What you write must match the records exactly, except for the images, which are left out.

(RECORDS FOR PROCESSING begins)

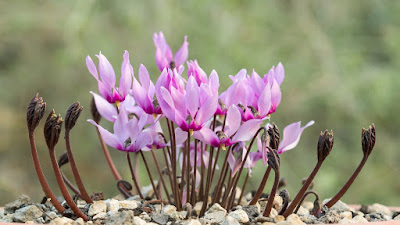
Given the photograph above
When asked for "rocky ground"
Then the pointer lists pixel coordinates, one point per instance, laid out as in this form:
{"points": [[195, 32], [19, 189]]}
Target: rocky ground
{"points": [[136, 211]]}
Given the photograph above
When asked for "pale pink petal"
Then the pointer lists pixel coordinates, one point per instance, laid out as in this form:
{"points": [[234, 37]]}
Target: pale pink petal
{"points": [[91, 67], [207, 110], [233, 119], [264, 102], [247, 130], [105, 109], [279, 73], [291, 136], [207, 136], [182, 54], [106, 70]]}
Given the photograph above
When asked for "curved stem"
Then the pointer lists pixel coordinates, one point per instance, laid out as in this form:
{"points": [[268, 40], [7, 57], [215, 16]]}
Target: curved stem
{"points": [[261, 187], [63, 188], [150, 176], [75, 171], [272, 194], [45, 186], [133, 176], [300, 194], [348, 183]]}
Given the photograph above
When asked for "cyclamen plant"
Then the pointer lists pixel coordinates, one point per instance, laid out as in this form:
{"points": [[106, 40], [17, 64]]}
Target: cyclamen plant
{"points": [[209, 139]]}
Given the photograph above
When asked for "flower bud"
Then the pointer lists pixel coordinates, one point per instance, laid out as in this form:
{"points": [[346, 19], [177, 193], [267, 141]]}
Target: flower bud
{"points": [[274, 136], [72, 115], [93, 110], [52, 129], [273, 159], [63, 159], [368, 139], [35, 112], [325, 145]]}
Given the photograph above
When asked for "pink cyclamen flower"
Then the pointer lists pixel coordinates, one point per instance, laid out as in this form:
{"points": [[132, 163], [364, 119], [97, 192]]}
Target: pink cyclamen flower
{"points": [[106, 82], [242, 94], [191, 107], [144, 92], [234, 131], [291, 137], [128, 134], [164, 57], [272, 80]]}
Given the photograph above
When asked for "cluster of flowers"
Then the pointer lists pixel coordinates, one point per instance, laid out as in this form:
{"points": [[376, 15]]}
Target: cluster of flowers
{"points": [[200, 122]]}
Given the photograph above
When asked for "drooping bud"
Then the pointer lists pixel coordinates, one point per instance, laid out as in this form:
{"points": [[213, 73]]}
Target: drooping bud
{"points": [[368, 139], [72, 115], [93, 110], [52, 129], [63, 159], [273, 159], [35, 112], [325, 145], [274, 136]]}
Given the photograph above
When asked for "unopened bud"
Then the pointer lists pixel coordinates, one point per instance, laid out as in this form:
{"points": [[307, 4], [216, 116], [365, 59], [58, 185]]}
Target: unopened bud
{"points": [[52, 129], [273, 159], [325, 144], [35, 112], [72, 115], [93, 110], [368, 139], [63, 159], [274, 136]]}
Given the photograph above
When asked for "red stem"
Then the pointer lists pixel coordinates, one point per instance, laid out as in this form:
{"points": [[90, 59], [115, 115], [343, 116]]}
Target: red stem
{"points": [[63, 188], [348, 183], [45, 186], [78, 180]]}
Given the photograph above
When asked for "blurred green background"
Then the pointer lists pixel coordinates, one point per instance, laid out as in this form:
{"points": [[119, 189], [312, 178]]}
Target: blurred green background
{"points": [[342, 70]]}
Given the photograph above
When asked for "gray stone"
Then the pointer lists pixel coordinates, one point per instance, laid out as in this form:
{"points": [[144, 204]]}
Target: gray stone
{"points": [[331, 216], [79, 221], [338, 206], [138, 221], [373, 217], [22, 201], [123, 218], [125, 204], [230, 221], [252, 211], [294, 219], [216, 214], [112, 205], [97, 207], [6, 219], [159, 218], [378, 208], [27, 213], [240, 215], [100, 216], [61, 221]]}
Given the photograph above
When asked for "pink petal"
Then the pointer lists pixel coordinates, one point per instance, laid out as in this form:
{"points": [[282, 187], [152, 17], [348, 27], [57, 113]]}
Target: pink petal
{"points": [[91, 67], [207, 136], [106, 109], [106, 70], [207, 110], [279, 73], [233, 119], [144, 77], [264, 102], [291, 136], [182, 54], [247, 130]]}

(RECORDS FOR PROCESSING ends)

▸ **ANSWER**
Given the photograph above
When asked for "rocky ground"
Then the pointer lists pixel coordinates, one point per instance, laid out as in this form:
{"points": [[195, 32], [19, 189]]}
Target: rocky ground
{"points": [[136, 211]]}
Given the photograph above
When asked for "pale pink petal"
Then the pointer lists pixel coordinates, one point per instance, laid out as in this form:
{"points": [[234, 37]]}
Target: pale pink petal
{"points": [[91, 67], [207, 110], [233, 119], [264, 102], [247, 130], [105, 109], [279, 73], [291, 136], [207, 136], [182, 54], [106, 70]]}
Given the photograph above
When asked for "curved stem"
Then the pointer lists pixel coordinates, one point per instance, laid out as in this form:
{"points": [[268, 40], [7, 57], [215, 16]]}
Target: curved stem
{"points": [[261, 187], [63, 188], [150, 176], [75, 171], [272, 194], [45, 186], [133, 176], [300, 194], [348, 183]]}
Given the photograph above
When asked for "cyclamen plant"
Then the pointer lists pixel coordinates, one point per instance, laid out as in this form:
{"points": [[106, 40], [17, 64]]}
Target: cyclamen plant
{"points": [[209, 139]]}
Given the photograph above
When asked for "flower bud"
Then the pointer lists pixel coordinates, one point per instance, laid out as in this form:
{"points": [[346, 19], [177, 193], [267, 141]]}
Target: flower bud
{"points": [[274, 136], [72, 115], [93, 110], [52, 129], [273, 159], [63, 159], [368, 139], [35, 112], [325, 145]]}
Given the photograph above
When asked for "pink cyclamen flower"
Then the pointer lists pixel coordinates, one point per instance, laid out as in this form:
{"points": [[132, 163], [364, 119], [97, 192]]}
Target: pink cyclamen flower
{"points": [[106, 82], [242, 94], [191, 107], [144, 92], [234, 131], [291, 137], [128, 134], [164, 57], [272, 80]]}
Given the photograph above
When asked for "cluster of flowers"
Then the pointer lists pixel coordinates, one point per instance, laid out as in this form:
{"points": [[376, 15]]}
Target: cluster of flowers
{"points": [[200, 122]]}
Given the photograph above
When asked for "drooping bud"
Then the pointer lists pixel coordinates, one point per instance, laid out as in this form:
{"points": [[213, 73]]}
Target: drooping bud
{"points": [[368, 139], [72, 115], [93, 110], [52, 129], [63, 159], [273, 159], [35, 112], [325, 145], [274, 136]]}
Given the photograph above
When asked for "unopened bud"
Then the pointer lists pixel coordinates, one point per instance, laid out as in this form:
{"points": [[307, 4], [216, 116], [365, 59], [58, 185]]}
Target: unopened bud
{"points": [[52, 129], [273, 159], [325, 144], [35, 112], [72, 115], [93, 110], [368, 139], [63, 159], [274, 136]]}
Given the photograph above
When asked for "red stem"
Then the pointer lists pixel coordinates, one point per instance, laid out as in this form:
{"points": [[90, 59], [115, 115], [343, 116]]}
Target: red stem
{"points": [[63, 188], [348, 183], [45, 186], [78, 180]]}
Given the photograph above
When asked for "blurred green background"
Then the pointer lists pixel coordinates, one point per instance, laid out as in this form:
{"points": [[119, 189], [312, 178]]}
Target: blurred green background
{"points": [[342, 70]]}
Given the photograph above
When asked for "gray stone"
Then the pointer lists pixel coordinates, one point per instance, laid out as in this form:
{"points": [[144, 204]]}
Target: gray stone
{"points": [[331, 216], [79, 221], [338, 206], [138, 221], [373, 217], [22, 201], [123, 218], [125, 204], [230, 221], [252, 211], [294, 219], [216, 214], [112, 205], [97, 207], [6, 219], [159, 218], [378, 208], [27, 213], [240, 215], [100, 216], [61, 221]]}
Given the photograph above
When asked for "pink petal"
Then the pointer lists pixel coordinates, one point per instance, laid out as in this form:
{"points": [[282, 187], [152, 17], [348, 27], [57, 113]]}
Target: pink petal
{"points": [[91, 67], [207, 136], [106, 109], [106, 70], [207, 110], [279, 73], [233, 119], [144, 77], [264, 102], [291, 136], [182, 54], [247, 130]]}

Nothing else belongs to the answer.